WORK REQUEST: Every line from the one with "Need: a marker for each instance of the group" to the one with "Target: white umbrella canopy", including those two, is to be copied exactly; all other lines of the entries below are left out.

SUPPLIED RECORDS:
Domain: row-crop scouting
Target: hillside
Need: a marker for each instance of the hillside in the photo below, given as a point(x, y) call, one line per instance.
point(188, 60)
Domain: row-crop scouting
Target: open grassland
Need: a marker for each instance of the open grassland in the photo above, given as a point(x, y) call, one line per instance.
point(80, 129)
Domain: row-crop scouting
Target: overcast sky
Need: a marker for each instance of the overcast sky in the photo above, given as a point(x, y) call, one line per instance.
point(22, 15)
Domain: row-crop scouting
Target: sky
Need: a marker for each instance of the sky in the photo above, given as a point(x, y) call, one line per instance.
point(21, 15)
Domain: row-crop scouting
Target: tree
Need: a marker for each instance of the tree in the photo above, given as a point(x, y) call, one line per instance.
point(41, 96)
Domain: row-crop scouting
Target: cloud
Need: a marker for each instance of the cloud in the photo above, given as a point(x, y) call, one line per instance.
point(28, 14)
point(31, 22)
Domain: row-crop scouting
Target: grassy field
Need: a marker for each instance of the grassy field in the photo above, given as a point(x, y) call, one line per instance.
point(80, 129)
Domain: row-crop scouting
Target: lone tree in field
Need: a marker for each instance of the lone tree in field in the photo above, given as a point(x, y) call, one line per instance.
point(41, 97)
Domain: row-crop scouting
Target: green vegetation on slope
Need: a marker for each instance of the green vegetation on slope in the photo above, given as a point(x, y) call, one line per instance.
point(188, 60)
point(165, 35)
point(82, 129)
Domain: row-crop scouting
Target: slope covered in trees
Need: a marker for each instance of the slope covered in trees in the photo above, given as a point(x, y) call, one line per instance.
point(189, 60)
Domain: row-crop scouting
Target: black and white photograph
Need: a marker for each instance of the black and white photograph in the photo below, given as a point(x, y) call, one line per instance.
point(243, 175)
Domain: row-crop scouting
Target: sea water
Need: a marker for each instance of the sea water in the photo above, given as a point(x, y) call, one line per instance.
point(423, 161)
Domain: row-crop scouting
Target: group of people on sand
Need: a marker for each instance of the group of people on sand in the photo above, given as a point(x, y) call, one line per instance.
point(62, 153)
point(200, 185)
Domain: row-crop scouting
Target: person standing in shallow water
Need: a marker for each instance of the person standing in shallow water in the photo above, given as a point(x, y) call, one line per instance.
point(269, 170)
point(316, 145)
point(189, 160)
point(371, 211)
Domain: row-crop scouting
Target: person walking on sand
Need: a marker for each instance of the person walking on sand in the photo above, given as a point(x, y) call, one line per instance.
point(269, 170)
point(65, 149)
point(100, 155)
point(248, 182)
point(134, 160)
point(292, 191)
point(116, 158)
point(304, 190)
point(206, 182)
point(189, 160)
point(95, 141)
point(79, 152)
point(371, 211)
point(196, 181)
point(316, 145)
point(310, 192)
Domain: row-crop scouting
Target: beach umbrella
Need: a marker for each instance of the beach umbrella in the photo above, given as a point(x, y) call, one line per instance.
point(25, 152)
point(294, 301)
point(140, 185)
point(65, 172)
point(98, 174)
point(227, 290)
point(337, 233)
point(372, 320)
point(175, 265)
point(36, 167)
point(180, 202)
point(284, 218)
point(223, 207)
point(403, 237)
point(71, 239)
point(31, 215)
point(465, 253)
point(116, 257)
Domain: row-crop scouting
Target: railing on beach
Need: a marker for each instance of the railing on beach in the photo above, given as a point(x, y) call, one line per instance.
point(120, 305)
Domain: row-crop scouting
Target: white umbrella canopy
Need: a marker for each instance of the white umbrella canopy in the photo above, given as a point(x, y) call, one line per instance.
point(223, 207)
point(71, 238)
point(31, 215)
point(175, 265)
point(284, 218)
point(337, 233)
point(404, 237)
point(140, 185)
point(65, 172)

OUTPUT:
Need: a marker for each instance of the group of people on sand in the photo above, given as a point(x, y) call, one line per instance.
point(62, 153)
point(200, 185)
Domain: row-crop scouting
Target: person standing in shallow water
Need: a marker for each instance of the person standing in shallow water in the photo above, given as a point(x, y) call, one line per instance.
point(269, 170)
point(316, 145)
point(189, 160)
point(371, 211)
Domain: row-crop scouting
Target: person walking on sand
Need: a marker for each instance of the person walking on sand in the photo above, given as a point(x, y) call, one line per instance.
point(269, 170)
point(65, 149)
point(100, 155)
point(248, 182)
point(134, 160)
point(292, 191)
point(116, 158)
point(304, 190)
point(206, 182)
point(189, 160)
point(95, 141)
point(79, 152)
point(371, 211)
point(196, 181)
point(316, 145)
point(310, 192)
Domain: row-crop scouting
Target: beach umbrella
Need: a marker for each instance of the beach umbrella in the photo above, given as a point(x, y) call, one line per instance.
point(25, 152)
point(294, 301)
point(140, 185)
point(65, 172)
point(98, 174)
point(227, 290)
point(337, 233)
point(372, 320)
point(175, 265)
point(36, 167)
point(180, 202)
point(284, 218)
point(223, 207)
point(403, 237)
point(71, 239)
point(31, 215)
point(465, 253)
point(116, 257)
Domain: row-crop scouting
Target: railing on beach
Need: a marker for each instance of the railing on beach in the photo above, given as a point(x, y) call, one line per instance.
point(120, 305)
Domain: row-crop scouting
Target: white umbrella canopy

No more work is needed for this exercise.